__What needs to be done__
The answer should be an exact copy of the lines from the one with "Objective — one dot per instance of the mountain." through the end of the listing below, with no other lines.

__Data__
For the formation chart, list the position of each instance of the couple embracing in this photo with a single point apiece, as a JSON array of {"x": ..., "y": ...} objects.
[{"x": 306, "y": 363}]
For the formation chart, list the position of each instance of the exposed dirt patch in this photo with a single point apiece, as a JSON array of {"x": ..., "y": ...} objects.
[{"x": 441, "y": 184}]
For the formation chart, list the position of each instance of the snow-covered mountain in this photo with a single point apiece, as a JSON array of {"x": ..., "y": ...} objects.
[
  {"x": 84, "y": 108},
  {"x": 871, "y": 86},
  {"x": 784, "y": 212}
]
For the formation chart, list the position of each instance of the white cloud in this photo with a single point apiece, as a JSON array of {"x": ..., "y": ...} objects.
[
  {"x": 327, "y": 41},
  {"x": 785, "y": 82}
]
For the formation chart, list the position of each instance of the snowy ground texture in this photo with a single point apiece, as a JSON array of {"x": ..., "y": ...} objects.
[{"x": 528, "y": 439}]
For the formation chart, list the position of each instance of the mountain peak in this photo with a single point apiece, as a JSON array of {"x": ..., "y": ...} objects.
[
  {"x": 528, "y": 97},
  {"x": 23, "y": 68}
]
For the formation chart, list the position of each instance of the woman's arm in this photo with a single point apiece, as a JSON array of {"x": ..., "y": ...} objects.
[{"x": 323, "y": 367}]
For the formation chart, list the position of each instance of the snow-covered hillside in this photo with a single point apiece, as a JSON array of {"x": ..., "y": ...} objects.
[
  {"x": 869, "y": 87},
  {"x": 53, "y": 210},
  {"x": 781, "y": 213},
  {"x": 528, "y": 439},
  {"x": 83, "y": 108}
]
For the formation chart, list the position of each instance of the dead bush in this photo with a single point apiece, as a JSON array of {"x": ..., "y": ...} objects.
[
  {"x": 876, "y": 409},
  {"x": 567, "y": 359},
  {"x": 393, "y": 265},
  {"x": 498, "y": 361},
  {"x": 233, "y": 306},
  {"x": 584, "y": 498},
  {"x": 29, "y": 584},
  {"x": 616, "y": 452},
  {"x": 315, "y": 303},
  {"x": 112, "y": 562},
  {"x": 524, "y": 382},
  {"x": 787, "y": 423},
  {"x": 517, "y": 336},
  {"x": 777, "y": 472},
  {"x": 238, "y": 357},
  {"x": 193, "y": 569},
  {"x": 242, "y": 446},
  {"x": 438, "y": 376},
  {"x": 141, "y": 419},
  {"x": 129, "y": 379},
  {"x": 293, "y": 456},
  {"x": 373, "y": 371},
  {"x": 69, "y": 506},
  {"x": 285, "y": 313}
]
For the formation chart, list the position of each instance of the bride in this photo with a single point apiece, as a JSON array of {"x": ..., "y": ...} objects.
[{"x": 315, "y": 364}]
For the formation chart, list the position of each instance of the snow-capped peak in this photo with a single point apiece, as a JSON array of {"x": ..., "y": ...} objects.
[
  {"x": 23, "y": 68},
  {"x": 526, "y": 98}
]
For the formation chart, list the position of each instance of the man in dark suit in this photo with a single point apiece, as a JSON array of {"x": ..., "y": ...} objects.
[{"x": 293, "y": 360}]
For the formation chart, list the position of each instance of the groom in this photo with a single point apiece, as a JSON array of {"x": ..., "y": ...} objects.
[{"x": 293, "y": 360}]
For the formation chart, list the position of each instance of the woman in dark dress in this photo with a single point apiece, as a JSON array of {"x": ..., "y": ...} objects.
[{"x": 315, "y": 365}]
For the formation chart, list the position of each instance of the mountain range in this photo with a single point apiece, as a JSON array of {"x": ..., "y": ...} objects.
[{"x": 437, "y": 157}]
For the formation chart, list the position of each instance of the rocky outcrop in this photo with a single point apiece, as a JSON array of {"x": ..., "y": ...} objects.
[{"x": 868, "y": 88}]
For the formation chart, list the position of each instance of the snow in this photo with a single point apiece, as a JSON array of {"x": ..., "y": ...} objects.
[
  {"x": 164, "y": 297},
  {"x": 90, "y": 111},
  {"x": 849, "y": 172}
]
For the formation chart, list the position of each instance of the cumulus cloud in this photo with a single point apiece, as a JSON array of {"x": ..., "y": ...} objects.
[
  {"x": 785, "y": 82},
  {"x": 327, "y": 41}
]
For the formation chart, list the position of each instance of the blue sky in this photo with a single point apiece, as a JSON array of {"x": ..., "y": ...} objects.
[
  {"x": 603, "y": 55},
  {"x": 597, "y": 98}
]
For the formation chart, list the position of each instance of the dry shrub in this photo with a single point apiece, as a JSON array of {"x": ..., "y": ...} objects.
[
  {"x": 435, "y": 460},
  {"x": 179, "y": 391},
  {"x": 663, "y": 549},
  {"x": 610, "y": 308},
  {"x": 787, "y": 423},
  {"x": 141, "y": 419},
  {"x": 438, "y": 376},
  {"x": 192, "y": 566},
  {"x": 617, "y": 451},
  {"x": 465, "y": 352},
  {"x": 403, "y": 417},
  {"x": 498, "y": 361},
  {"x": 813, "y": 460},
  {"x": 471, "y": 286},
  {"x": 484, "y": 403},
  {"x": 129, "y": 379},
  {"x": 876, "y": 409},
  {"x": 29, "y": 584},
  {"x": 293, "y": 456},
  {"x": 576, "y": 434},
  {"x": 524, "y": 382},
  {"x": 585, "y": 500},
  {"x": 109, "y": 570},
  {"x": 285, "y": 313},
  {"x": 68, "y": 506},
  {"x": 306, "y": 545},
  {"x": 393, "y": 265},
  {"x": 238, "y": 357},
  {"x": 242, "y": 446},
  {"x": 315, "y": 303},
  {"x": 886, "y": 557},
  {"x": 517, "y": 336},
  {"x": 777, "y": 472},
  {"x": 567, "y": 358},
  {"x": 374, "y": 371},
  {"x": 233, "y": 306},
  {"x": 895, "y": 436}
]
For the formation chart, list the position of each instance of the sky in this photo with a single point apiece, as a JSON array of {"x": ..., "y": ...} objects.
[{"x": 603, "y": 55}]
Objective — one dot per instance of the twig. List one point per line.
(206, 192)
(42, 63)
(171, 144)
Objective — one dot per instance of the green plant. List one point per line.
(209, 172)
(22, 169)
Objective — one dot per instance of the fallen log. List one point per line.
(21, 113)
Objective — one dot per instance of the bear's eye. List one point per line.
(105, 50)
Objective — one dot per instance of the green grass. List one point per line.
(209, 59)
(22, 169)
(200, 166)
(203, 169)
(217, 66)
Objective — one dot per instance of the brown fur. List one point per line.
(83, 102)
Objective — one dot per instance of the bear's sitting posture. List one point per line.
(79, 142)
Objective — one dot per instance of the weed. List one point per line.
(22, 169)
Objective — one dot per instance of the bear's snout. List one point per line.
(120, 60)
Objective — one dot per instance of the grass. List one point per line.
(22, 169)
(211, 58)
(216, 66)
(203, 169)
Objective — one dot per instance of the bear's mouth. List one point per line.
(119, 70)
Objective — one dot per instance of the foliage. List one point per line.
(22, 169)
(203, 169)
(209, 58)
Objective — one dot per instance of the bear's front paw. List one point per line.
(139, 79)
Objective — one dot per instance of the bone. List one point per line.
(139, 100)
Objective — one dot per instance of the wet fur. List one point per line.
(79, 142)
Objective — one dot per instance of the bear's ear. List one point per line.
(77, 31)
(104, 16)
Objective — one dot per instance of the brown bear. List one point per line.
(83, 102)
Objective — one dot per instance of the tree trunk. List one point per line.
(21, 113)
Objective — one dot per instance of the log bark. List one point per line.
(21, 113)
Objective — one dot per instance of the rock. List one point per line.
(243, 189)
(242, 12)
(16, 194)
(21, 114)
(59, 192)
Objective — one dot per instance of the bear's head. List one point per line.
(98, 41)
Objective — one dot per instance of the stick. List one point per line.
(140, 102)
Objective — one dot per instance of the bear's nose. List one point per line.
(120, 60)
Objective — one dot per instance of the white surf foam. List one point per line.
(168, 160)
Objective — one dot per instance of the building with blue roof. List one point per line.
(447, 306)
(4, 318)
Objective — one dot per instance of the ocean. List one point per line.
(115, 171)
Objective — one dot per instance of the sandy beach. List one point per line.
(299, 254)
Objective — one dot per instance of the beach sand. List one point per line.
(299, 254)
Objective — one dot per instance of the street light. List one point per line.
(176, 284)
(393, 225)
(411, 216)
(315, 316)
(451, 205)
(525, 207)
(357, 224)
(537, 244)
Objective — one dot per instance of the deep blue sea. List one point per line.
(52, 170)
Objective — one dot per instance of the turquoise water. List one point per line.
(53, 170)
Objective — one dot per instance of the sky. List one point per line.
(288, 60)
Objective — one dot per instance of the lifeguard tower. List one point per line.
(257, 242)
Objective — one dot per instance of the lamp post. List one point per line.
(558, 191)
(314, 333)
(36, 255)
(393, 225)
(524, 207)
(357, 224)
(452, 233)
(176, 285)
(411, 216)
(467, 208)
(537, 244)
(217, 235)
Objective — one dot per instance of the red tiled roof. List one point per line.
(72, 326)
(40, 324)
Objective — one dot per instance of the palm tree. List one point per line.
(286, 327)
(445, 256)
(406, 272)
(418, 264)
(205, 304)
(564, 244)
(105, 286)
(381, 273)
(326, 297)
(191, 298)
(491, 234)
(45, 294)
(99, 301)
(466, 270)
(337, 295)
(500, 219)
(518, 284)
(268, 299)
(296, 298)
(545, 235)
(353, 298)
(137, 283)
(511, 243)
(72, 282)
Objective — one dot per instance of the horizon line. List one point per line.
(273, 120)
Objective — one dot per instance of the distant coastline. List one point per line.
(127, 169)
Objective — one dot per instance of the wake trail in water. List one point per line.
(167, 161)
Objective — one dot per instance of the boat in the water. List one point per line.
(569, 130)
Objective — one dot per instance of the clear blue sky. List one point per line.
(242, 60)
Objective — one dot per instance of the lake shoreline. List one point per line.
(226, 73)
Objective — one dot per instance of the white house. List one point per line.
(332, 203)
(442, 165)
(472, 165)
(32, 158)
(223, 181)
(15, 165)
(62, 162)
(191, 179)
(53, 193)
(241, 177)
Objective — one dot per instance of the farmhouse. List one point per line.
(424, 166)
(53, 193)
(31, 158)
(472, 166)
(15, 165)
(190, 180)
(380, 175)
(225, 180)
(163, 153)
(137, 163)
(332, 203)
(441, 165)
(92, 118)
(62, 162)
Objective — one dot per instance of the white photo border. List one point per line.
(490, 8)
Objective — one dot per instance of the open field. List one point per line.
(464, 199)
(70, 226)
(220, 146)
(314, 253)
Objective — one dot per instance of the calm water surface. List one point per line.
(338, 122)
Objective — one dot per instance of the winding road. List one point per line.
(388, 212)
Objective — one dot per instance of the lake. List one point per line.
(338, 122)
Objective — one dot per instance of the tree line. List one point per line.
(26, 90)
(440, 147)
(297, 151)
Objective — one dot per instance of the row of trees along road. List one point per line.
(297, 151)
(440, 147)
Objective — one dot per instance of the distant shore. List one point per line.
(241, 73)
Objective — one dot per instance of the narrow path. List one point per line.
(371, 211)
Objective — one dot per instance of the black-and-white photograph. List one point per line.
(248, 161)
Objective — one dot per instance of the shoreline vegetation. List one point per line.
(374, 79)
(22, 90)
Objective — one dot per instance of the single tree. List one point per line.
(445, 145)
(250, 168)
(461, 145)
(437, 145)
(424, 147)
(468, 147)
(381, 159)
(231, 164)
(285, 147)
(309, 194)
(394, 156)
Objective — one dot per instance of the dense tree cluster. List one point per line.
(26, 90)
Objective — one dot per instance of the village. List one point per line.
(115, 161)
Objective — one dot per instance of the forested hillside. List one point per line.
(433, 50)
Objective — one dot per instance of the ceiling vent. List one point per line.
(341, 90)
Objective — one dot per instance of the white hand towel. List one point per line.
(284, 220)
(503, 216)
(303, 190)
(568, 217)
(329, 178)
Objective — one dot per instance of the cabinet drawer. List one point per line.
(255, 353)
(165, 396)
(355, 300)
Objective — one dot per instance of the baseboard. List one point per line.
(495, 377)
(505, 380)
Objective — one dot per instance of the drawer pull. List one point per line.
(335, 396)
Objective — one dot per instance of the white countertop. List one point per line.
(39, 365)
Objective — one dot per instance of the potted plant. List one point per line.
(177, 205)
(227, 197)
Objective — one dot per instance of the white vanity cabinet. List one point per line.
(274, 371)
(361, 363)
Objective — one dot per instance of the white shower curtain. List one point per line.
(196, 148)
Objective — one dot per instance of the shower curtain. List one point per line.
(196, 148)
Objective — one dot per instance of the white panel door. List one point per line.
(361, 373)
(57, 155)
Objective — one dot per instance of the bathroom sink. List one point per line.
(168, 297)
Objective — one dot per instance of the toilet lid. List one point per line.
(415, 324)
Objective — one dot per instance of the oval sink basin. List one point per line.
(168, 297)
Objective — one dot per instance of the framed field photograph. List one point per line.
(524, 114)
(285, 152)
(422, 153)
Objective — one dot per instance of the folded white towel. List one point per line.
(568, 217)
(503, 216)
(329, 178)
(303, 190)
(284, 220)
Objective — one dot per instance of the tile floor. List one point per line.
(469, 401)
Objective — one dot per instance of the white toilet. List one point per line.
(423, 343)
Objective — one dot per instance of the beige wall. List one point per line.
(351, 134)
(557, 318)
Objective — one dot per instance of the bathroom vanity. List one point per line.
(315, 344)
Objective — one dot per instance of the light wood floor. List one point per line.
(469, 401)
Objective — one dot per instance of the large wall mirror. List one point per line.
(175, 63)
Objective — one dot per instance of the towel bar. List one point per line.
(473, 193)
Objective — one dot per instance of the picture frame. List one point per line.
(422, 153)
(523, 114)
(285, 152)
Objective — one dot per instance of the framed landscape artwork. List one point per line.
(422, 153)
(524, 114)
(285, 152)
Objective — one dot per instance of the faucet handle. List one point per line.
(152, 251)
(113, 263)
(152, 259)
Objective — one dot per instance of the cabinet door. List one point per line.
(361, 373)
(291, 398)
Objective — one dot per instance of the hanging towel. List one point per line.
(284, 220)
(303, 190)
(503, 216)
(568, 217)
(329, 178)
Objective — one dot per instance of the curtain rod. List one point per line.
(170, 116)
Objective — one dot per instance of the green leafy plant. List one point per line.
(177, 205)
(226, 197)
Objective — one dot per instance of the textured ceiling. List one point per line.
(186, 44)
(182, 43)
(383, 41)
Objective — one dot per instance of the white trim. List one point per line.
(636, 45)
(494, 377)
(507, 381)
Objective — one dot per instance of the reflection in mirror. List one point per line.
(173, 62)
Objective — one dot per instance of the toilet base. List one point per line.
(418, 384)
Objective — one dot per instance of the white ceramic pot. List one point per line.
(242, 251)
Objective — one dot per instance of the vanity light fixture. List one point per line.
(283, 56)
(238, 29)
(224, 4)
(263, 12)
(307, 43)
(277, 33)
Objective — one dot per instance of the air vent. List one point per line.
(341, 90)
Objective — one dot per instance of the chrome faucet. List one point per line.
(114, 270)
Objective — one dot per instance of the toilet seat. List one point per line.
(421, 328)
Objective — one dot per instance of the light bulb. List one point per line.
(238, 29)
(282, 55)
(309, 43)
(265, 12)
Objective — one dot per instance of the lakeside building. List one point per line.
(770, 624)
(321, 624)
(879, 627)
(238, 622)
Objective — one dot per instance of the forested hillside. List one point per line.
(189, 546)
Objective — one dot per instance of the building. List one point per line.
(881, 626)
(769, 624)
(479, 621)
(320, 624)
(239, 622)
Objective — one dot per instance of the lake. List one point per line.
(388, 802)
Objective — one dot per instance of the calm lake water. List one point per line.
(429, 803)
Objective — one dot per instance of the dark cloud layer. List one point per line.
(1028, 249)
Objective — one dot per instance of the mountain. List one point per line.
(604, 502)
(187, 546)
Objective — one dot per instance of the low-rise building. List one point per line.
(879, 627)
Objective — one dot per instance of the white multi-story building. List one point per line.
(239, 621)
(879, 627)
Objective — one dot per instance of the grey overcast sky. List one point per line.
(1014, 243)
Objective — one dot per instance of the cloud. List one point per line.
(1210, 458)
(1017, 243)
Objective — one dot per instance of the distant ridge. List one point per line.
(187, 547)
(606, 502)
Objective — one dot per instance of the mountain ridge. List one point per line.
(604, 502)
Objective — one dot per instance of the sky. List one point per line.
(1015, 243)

__Your solution__
Objective — one dot per instance of the mountain. List one point per line.
(604, 502)
(187, 546)
Objective — one dot per instance of the low-rise building. List one point per line.
(879, 627)
Objective — one dot per instance of the white multi-story building. List one point per line.
(239, 621)
(879, 627)
Objective — one dot per instance of the grey overcast sky. List one point per line.
(1014, 243)
Objective — one dot per instance of the cloud. List one point per line.
(1210, 458)
(1017, 243)
Objective — one dot per instance of the distant ridge. List one point per line.
(187, 547)
(606, 502)
Objective — one dot per instance of the mountain ridge. List one point per line.
(604, 502)
Objective — one dot per instance of the sky. List one point per line.
(1015, 243)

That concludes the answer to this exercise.